> Exercise details: Please print each record exactly, omitting none of them.

═════ Information supplied

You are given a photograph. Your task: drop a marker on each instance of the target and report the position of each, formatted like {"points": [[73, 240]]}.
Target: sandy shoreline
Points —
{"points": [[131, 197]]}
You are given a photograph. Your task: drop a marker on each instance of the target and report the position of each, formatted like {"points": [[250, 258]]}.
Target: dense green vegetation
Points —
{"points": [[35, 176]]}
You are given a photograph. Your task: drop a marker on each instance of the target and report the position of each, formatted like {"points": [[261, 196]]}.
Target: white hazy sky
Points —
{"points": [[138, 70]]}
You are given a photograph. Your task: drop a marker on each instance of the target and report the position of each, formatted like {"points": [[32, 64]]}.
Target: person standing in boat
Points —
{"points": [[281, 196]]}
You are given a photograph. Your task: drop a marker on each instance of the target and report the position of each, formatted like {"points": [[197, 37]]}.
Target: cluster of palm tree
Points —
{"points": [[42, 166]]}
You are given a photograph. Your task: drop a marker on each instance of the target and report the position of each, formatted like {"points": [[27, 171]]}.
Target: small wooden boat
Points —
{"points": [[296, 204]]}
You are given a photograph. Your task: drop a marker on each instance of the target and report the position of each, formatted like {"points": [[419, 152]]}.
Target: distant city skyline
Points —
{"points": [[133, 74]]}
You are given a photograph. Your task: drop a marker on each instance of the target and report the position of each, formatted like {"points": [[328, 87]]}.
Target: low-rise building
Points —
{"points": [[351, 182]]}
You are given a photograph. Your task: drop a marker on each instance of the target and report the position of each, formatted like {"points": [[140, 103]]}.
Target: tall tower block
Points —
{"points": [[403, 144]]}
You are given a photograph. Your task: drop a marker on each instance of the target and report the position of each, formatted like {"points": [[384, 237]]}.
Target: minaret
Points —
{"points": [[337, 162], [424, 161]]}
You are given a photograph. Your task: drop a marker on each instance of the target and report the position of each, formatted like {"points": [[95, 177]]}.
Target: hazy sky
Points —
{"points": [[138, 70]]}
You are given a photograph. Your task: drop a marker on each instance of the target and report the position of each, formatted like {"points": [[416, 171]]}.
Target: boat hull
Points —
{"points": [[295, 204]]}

══════════

> Answer section:
You are given a photograph. Your task: drop a marker on each instance of the target and report the position of each, formatted like {"points": [[73, 240]]}.
Target: sandy shoreline
Points —
{"points": [[131, 197]]}
You are given a photograph. Your task: drop a marker on each instance of the target and report the position of each, formatted like {"points": [[250, 258]]}.
Target: dense green vegetation
Points —
{"points": [[35, 176]]}
You are given a photograph. Your task: drop a marker on each instance of the target and report the position of each, formatted like {"points": [[261, 196]]}.
Target: white hazy sky
Points —
{"points": [[138, 70]]}
You are given a photograph. Your task: drop a marker on each instance of the target and report the position of each, formatted like {"points": [[32, 64]]}.
Target: person standing in boat
Points —
{"points": [[281, 196]]}
You are given a photograph. Your task: drop a marker on each instance of the target and report the position of each, formatted like {"points": [[197, 37]]}.
Target: cluster of palm tree
Points —
{"points": [[42, 166]]}
You are given a photograph. Your task: drop a marker on each instance of the target and report the position of each, formatted like {"points": [[27, 171]]}.
Target: small wooden boat
Points —
{"points": [[296, 204]]}
You are given a photograph. Your task: drop a marker on each instance of the target and report the position of each, formatted like {"points": [[419, 152]]}.
Target: distant city skyline
Points —
{"points": [[133, 74]]}
You are given a photograph. Your task: drop a marker on each instance of the target and report the position of each, formatted like {"points": [[328, 87]]}.
Target: low-rise building
Points —
{"points": [[351, 182]]}
You are given a photograph. Your task: drop a marker on each instance of the target and report the position of each, formatted like {"points": [[140, 103]]}.
Target: tall tower block
Points —
{"points": [[403, 144]]}
You are given a photograph. Your task: drop a marker on each instance of the target and report the position of each, formatted like {"points": [[384, 237]]}.
Target: minaret
Points —
{"points": [[337, 162], [424, 161]]}
You are given a photograph. Your task: drop a marker on each instance of the target and report the position of each, formatted like {"points": [[95, 177]]}.
Target: hazy sky
Points —
{"points": [[138, 70]]}
You are given a photograph. Your task: drop a marker on each instance of the target and report the position of each, formatted like {"points": [[416, 171]]}.
Target: boat hull
Points —
{"points": [[295, 204]]}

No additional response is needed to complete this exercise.